-- TEXT PASSAGE follows --

Such arguments have little basis in reality. Nobody in their right mind is going to build an AI like SKYNET in the TERMINATOR movies that will be able to decide to launch nuclear-armed missiles to destroy humanity, or even have the capability to spontaneously launch missiles. Nuclear launch systems are designed with the maximum "command & control (C2)" in mind, to ensure that nobody but the leadership can order a launch -- and even then, not without safeguards. Building AI weapons to deliberately kill people, broadly along the lines of SKYNET's "terminators" and "hunter-killer" drones, is certainly possible; we have sophisticated armed drones today. However, in practice, the military's insistence on C2 means there has to be a "shooter in the loop" to give the command to open fire.

SKYNET

To be sure, there are "fire & forget" weapons, but any such weapon is launched at a specific and identified target, and simply homes in on it without further human intervention. If it loses target lock, eventually it self-destructs. To the extent that "smart" weapons are given discretion in targeting, it is always with safeguards, to prevent them from becoming a hazard to something other than intended targets. Nobody ignores the possibility of hitting civilian targets, and even less so of attacking "friendly forces" -- which is an ever-present and serious risk when opposing forces are in contact with each other on the battlefield. Also to be sure, rogue states and terrorists may not be so concerned with such niceties -- but they will be exceptions and outlaws.

-- TEXT PASSAGE concluded --
-- RECORDS PROVIDED follows --

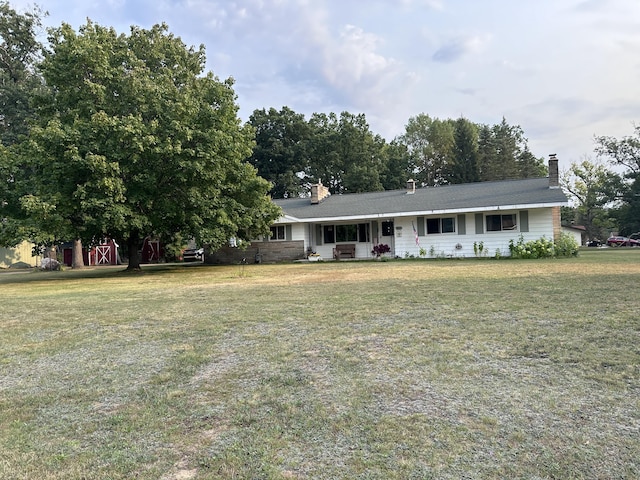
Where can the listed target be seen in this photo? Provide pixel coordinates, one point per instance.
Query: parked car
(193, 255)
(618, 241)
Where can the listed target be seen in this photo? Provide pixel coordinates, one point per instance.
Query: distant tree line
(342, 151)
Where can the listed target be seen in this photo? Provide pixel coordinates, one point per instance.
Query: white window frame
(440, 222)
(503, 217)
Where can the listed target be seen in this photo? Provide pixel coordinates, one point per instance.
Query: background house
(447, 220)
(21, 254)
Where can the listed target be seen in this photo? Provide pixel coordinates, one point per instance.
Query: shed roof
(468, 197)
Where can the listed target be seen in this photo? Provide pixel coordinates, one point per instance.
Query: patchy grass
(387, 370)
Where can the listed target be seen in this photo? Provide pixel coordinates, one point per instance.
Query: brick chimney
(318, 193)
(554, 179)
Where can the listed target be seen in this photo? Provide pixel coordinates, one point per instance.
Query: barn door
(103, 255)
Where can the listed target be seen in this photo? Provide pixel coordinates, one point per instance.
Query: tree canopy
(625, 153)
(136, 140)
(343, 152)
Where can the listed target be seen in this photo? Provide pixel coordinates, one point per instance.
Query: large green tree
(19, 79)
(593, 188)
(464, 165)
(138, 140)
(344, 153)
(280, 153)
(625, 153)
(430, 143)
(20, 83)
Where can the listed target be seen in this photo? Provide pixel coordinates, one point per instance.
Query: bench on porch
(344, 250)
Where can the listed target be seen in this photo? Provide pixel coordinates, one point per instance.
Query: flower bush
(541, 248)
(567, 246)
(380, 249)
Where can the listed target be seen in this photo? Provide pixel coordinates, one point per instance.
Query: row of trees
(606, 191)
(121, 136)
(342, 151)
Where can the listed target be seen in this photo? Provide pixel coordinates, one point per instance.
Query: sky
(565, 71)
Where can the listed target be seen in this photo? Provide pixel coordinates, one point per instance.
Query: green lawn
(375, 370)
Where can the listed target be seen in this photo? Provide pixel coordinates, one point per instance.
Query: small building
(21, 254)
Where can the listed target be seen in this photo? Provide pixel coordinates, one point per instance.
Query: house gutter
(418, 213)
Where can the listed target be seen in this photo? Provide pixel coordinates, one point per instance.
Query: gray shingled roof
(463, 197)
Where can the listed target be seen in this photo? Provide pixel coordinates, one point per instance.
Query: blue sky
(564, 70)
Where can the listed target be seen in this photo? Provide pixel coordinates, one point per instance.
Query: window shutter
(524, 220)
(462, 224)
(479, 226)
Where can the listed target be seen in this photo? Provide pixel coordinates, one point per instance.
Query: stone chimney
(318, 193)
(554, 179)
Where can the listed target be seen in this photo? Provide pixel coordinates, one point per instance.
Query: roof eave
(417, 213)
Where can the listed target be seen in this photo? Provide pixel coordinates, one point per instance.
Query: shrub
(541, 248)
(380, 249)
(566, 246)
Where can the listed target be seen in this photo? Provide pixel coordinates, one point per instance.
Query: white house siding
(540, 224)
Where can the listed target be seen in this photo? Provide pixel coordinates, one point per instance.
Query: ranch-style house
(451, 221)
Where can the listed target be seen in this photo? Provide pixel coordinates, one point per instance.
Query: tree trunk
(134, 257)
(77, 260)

-- RECORDS PROVIDED concluded --

In the passage about AI weapons and command and control, copy the wording from "Such arguments have" up to and including "to open fire.".

Such arguments have little basis in reality. Nobody in their right mind is going to build an AI like SKYNET in the TERMINATOR movies that will be able to decide to launch nuclear-armed missiles to destroy humanity, or even have the capability to spontaneously launch missiles. Nuclear launch systems are designed with the maximum "command & control (C2)" in mind, to ensure that nobody but the leadership can order a launch -- and even then, not without safeguards. Building AI weapons to deliberately kill people, broadly along the lines of SKYNET's "terminators" and "hunter-killer" drones, is certainly possible; we have sophisticated armed drones today. However, in practice, the military's insistence on C2 means there has to be a "shooter in the loop" to give the command to open fire.